#### [PROVIDED TEXT]
════
Later, during the great discoveries, the Augsburg houses of Fugger and Welser furnished capital for voyages and New World enterprises.
Gold came from Central Africa by Saharan caravan from Upper Volta (Burkina Faso) near the Niger, and interested persons in Portugal knew something of this. When Prince Henry the Navigator undertook sponsorship of Portuguese discovery voyages down the west coast of Africa, a principal motive was to find the mouth of a river to be ascended to these mines.
Technological improvements
Europe had made some progress in discovery before the main age of exploration. The discoveries of the Madeira Islands and the Azores in the 14th century by Genoese seamen could not be followed up immediately, however, because they had been made in galleys built for the Mediterranean and ill suited to ocean travel; the numerous rowers that they required and their lack of substantial holds left only limited room for provisions and cargo. In the early 15th century all-sails vessels, the caravels, largely superseded galleys for Atlantic travel; these were light ships, having usually two but sometimes three masts, ordinarily equipped with lateen sails but occasionally square-rigged. When longer voyages began, the nao, or carrack, proved better than the caravel; it had three masts and square rigging and was a rounder, heavier ship, more fitted to cope with ocean winds.
════
#### [Saved data entries]
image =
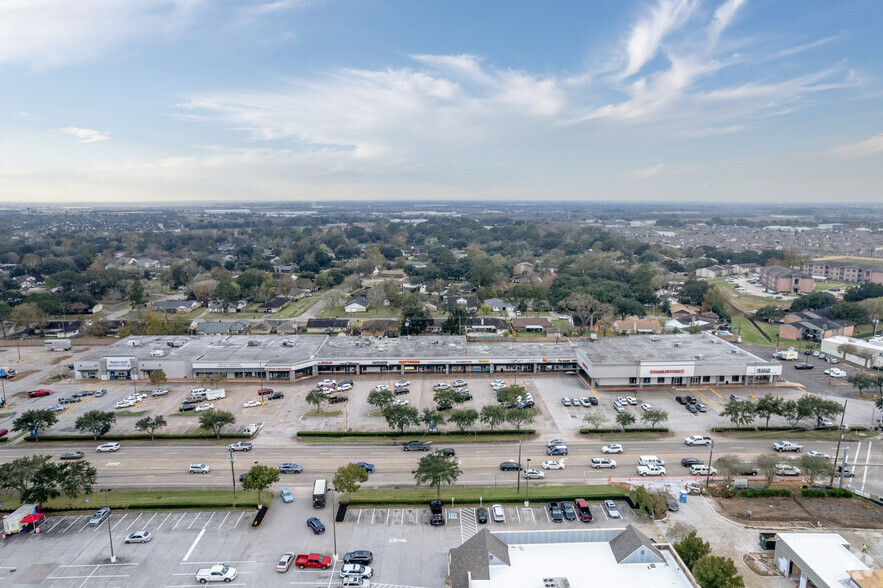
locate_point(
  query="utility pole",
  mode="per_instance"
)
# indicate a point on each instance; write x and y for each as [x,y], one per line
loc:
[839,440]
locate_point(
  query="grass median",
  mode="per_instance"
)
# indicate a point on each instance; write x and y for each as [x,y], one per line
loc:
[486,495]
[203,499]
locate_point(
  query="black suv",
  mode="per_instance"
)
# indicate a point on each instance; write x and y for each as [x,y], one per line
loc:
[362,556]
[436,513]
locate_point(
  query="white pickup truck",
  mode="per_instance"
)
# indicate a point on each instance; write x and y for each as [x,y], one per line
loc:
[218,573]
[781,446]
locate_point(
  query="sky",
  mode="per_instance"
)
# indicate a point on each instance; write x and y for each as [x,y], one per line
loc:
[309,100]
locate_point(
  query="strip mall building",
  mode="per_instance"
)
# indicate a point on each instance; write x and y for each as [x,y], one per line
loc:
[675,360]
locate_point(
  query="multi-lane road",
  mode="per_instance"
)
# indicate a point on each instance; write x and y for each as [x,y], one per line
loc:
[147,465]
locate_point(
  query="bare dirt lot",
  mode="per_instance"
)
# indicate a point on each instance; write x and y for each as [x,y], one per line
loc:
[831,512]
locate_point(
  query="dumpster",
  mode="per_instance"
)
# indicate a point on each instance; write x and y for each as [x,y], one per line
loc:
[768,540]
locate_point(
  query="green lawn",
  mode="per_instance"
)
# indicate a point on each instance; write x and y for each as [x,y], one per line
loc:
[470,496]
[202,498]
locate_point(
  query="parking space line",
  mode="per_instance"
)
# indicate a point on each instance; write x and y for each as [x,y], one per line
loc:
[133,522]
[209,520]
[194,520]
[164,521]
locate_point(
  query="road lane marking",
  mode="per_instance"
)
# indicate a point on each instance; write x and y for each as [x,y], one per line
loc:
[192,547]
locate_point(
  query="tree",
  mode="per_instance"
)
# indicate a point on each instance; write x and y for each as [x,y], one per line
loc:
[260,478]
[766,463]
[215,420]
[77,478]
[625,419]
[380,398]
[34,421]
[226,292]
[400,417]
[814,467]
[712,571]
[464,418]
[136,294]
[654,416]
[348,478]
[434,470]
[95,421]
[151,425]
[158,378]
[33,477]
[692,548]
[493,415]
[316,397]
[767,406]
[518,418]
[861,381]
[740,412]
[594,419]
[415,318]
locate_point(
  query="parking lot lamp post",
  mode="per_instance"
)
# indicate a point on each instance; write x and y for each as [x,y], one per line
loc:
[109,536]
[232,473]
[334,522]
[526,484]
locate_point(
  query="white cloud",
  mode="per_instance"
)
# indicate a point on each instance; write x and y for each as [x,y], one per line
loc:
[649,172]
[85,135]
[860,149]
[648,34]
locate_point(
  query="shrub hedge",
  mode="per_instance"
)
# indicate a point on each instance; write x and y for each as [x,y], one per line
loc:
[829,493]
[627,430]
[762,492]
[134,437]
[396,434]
════
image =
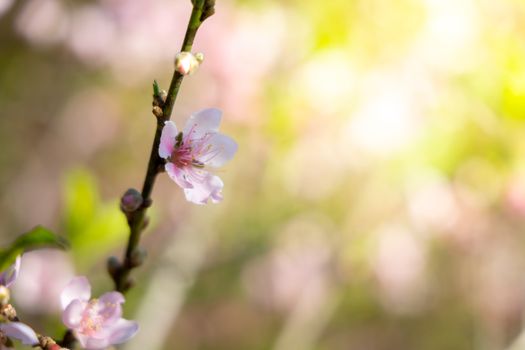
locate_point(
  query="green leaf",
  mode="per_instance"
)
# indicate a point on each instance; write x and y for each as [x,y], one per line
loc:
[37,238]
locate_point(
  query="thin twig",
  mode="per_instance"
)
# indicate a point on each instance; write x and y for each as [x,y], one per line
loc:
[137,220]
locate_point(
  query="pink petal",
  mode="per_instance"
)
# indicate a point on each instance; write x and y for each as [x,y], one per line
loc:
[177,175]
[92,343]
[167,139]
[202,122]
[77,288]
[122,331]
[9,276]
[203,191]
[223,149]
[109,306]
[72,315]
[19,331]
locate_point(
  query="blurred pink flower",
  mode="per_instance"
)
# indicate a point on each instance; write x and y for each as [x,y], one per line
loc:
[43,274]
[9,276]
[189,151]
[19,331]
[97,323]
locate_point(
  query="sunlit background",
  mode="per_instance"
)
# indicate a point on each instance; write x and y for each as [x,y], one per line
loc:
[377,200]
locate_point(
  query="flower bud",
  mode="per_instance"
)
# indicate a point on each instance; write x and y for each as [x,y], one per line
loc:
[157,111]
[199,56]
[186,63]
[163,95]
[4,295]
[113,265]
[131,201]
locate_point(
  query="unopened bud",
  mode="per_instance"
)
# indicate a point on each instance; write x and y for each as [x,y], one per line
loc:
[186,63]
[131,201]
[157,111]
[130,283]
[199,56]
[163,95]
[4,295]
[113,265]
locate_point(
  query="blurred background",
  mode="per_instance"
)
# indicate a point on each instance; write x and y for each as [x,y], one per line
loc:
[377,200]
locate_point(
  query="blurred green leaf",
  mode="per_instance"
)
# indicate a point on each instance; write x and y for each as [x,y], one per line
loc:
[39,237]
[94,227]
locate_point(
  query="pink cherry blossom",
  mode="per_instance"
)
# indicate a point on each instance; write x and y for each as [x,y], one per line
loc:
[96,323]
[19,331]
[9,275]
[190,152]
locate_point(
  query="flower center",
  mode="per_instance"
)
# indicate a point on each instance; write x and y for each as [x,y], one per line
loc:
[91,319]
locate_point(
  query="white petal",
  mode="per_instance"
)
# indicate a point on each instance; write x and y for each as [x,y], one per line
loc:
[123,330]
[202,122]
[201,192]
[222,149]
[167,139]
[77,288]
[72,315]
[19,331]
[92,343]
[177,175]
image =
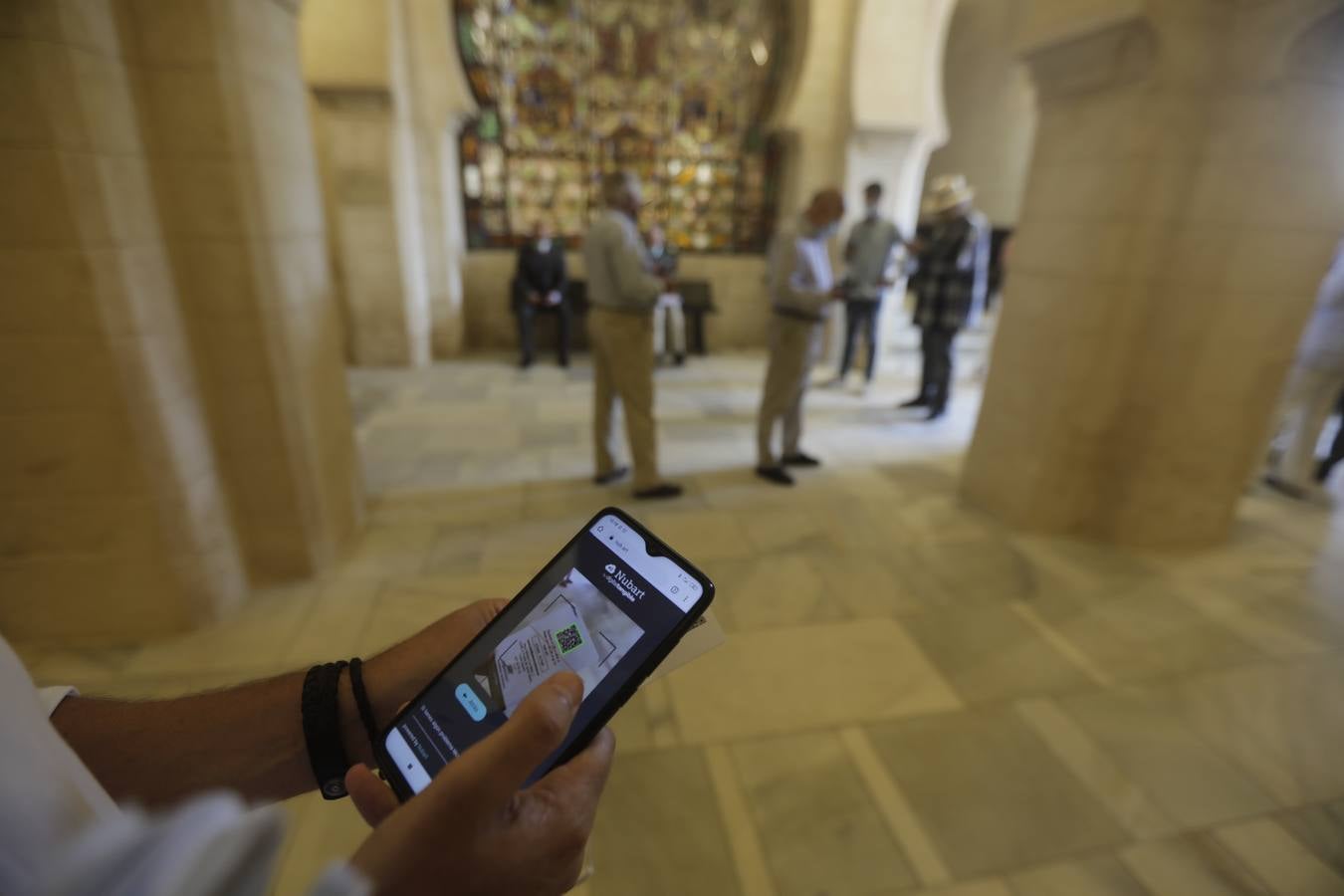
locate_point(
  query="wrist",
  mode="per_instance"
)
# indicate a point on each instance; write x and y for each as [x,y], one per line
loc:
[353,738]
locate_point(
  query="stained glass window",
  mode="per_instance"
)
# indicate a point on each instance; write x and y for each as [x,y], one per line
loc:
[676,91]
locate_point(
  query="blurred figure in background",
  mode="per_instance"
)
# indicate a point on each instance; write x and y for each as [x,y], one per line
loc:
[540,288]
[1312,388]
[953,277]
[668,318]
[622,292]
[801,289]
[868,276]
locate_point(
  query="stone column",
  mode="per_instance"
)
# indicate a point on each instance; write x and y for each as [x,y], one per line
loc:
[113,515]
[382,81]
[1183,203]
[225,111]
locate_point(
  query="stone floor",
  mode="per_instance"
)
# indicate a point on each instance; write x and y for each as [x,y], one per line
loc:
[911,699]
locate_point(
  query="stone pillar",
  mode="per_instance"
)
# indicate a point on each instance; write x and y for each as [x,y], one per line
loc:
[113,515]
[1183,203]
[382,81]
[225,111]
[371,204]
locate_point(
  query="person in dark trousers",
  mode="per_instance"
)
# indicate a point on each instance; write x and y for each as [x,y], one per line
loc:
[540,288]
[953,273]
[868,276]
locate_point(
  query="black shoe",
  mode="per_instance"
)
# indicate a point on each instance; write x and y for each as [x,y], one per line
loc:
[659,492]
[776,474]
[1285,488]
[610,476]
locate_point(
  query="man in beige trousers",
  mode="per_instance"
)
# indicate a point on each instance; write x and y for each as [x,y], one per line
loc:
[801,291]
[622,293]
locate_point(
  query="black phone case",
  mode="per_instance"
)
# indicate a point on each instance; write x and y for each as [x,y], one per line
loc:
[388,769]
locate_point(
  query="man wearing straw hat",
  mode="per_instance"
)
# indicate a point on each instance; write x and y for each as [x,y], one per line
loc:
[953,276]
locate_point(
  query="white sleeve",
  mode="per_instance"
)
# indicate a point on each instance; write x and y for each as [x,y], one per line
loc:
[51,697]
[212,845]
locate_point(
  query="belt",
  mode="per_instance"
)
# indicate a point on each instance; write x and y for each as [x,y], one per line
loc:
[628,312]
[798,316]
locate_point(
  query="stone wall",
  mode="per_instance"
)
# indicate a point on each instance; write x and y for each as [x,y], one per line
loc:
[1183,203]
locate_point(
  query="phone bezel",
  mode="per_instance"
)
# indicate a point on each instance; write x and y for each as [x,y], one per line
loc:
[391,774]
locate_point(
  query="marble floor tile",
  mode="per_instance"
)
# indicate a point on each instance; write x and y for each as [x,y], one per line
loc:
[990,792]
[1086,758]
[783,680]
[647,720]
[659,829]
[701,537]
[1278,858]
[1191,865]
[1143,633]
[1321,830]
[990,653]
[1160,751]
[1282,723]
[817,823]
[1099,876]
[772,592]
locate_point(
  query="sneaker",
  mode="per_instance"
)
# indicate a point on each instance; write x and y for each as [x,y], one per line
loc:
════
#### [TASK 1]
In the passage on early European exploration, do these statements agree with it? Mark each yes or no and quote the words that settle it. (a) Genoese seamen found the Madeira Islands and the Azores in the 14th century. (b) Caravels always had three masts. (c) The carrack was a lighter ship than the caravel.
#### [TASK 2]
Put this sentence from the passage on early European exploration into Spanish: "Europe had made some progress in discovery before the main age of exploration."
#### [TASK 3]
Pick up the passage on early European exploration after its last sentence and keep writing it.

#### [RESULT 1]
(a) Yes: "The discoveries of the Madeira Islands and the Azores in the 14th century by Genoese seamen"
(b) No: "having usually two but sometimes three masts"
(c) No: "it had three masts and square rigging and was a rounder, heavier ship"

#### [RESULT 2]
Europa había logrado algunos avances en materia de descubrimientos antes de la principal era de la exploración.

#### [RESULT 3]
Navigational instruments were improved. The compass, probably imported in primitive form from the Orient, was gradually developed until, by the 15th century, European pilots were using an iron pin that pivoted in a round box. They realized that it did not point to the true north, and no one at that time knew of the magnetic pole, but they learned approximately how to correct the readings. The astrolabe, used for determining latitude by the altitude of stars, had been known since Roman times, but its employment by seafarers was rare, even as late as 1300; it became more common during the next 50 years, though most pilots probably did not possess it and often did not need it because most voyages took place in the narrow waters of the Mediterranean or Baltic or along western European coasts. For longitude, then and many years thereafter, dead reckoning had to be employed, but this could be reasonably accurate when done by experts.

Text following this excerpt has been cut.